TASK DETAILS: Can you convert the rows below into a numbered list, skipping blank lines and leaving out the pictures?

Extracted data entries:
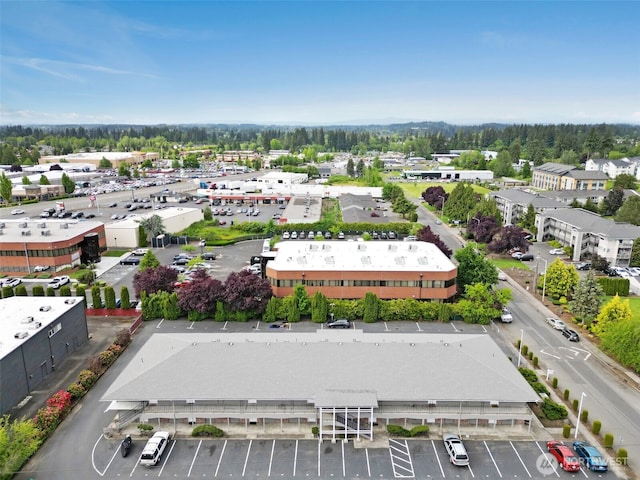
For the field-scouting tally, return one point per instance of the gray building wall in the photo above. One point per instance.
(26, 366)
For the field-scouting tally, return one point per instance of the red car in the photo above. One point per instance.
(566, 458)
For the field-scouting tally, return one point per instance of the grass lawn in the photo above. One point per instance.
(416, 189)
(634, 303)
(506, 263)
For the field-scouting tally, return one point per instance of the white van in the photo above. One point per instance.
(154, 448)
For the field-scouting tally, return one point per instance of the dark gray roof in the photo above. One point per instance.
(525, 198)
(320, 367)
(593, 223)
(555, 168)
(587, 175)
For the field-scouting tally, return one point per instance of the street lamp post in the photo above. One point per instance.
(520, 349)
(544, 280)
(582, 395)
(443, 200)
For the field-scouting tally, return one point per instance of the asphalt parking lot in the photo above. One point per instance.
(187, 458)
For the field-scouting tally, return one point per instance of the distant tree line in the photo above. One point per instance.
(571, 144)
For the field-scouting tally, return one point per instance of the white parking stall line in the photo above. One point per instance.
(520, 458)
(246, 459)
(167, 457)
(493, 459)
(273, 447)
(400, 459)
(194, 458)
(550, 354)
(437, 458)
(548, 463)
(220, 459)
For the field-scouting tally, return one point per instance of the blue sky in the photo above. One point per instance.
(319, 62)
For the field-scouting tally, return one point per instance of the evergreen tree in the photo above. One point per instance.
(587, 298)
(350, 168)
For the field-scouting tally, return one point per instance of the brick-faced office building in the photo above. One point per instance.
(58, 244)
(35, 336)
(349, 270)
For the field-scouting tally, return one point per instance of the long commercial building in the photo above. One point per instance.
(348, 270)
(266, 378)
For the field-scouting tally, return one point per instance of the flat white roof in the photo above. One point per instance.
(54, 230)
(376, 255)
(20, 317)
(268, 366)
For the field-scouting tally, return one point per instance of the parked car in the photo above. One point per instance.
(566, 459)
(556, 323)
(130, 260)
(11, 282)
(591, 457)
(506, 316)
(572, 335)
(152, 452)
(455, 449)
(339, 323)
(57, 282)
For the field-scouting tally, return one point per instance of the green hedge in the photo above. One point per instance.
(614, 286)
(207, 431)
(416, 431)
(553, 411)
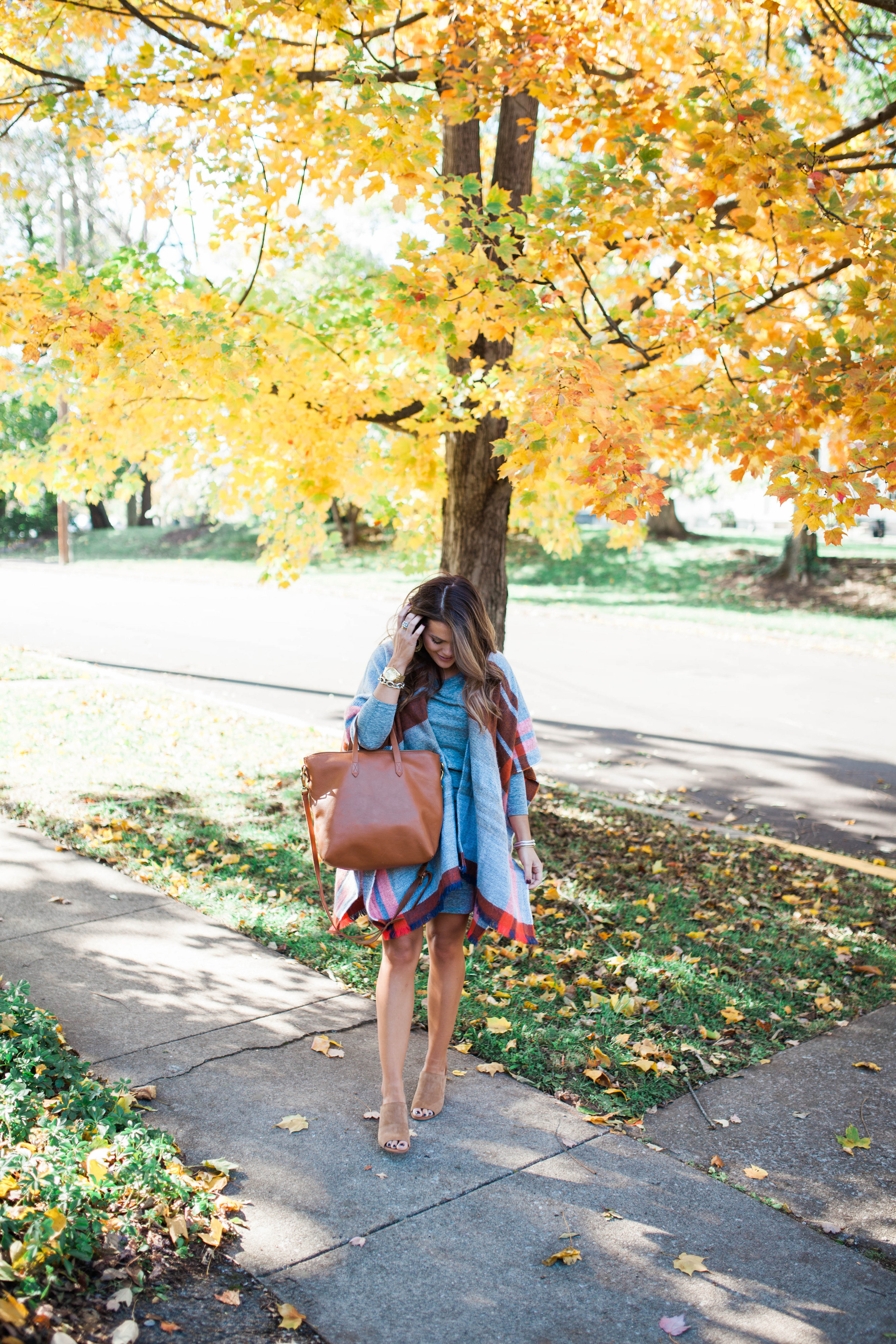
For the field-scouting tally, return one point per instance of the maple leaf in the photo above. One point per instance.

FINAL RESULT:
1. For the field-scouting tally, return one point per instance of the gray building wall in the photo above. One point per instance.
2. (26, 366)
3. For the field-scouting tally, return one point per instance of the red car in the photo above. One point per instance.
4. (566, 458)
5. For the field-scouting tally, return one point per instance of the grass lawn in the photo above. One point per instance.
6. (416, 189)
7. (634, 303)
8. (506, 263)
9. For the field-scouting tally, return one point per instance of the white van in the photo above. One point per instance.
10. (154, 448)
11. For the field-scouting tally, return one point per instance of the dark gray roof in the photo above. One point per instance.
12. (525, 198)
13. (320, 367)
14. (593, 223)
15. (555, 168)
16. (587, 175)
17. For the field-scouting tally, return one point per instance of the street lamp post in the photo above. One point per instance.
18. (520, 349)
19. (544, 280)
20. (582, 395)
21. (443, 200)
22. For the field-scouting tally, return one point per instance of the asphalt parking lot in the photo above. One point per instance.
23. (187, 458)
24. For the field-scouting tally, return one point per instance of the distant tree line in the photo above. One point per instance.
25. (571, 144)
26. For the field-scouting tally, return one point per instance of the white parking stall line in the photo above. One point per instance.
27. (520, 458)
28. (246, 459)
29. (167, 457)
30. (493, 459)
31. (273, 447)
32. (400, 459)
33. (194, 458)
34. (550, 354)
35. (437, 458)
36. (548, 463)
37. (220, 459)
38. For the field-scouting tally, return one point per instance of the blue sky in the photo above. One point per instance.
39. (319, 62)
40. For the field-scouting tally, return one point per instance of the evergreen tree in the photo above. One point per instance.
41. (587, 298)
42. (350, 168)
43. For the field-scouting tally, return one point per instance of the brick-faced office building in the photo above. One point per instance.
44. (58, 244)
45. (35, 336)
46. (349, 270)
47. For the field-scouting tally, return one point per instance of the long commercial building in the photo above. One point per instance.
48. (348, 270)
49. (266, 378)
50. For the field-scouting tally, return one point per instance of the flat white roof in the photo above. One point per instance.
51. (54, 230)
52. (376, 255)
53. (20, 317)
54. (268, 366)
55. For the field-scouting tally, return one point per instance of the parked car in the photo above. One point per instance.
56. (566, 459)
57. (556, 323)
58. (130, 260)
59. (11, 282)
60. (591, 457)
61. (506, 316)
62. (572, 335)
63. (152, 452)
64. (455, 449)
65. (339, 323)
66. (57, 282)
67. For the field-scouting tally, return one point per instance of the green hedge in the photo above. One point per instance.
68. (614, 286)
69. (207, 431)
70. (416, 431)
71. (553, 411)
72. For the field-scouting tally, return one point per instance of the maple leaf in the photo above. One point per instance.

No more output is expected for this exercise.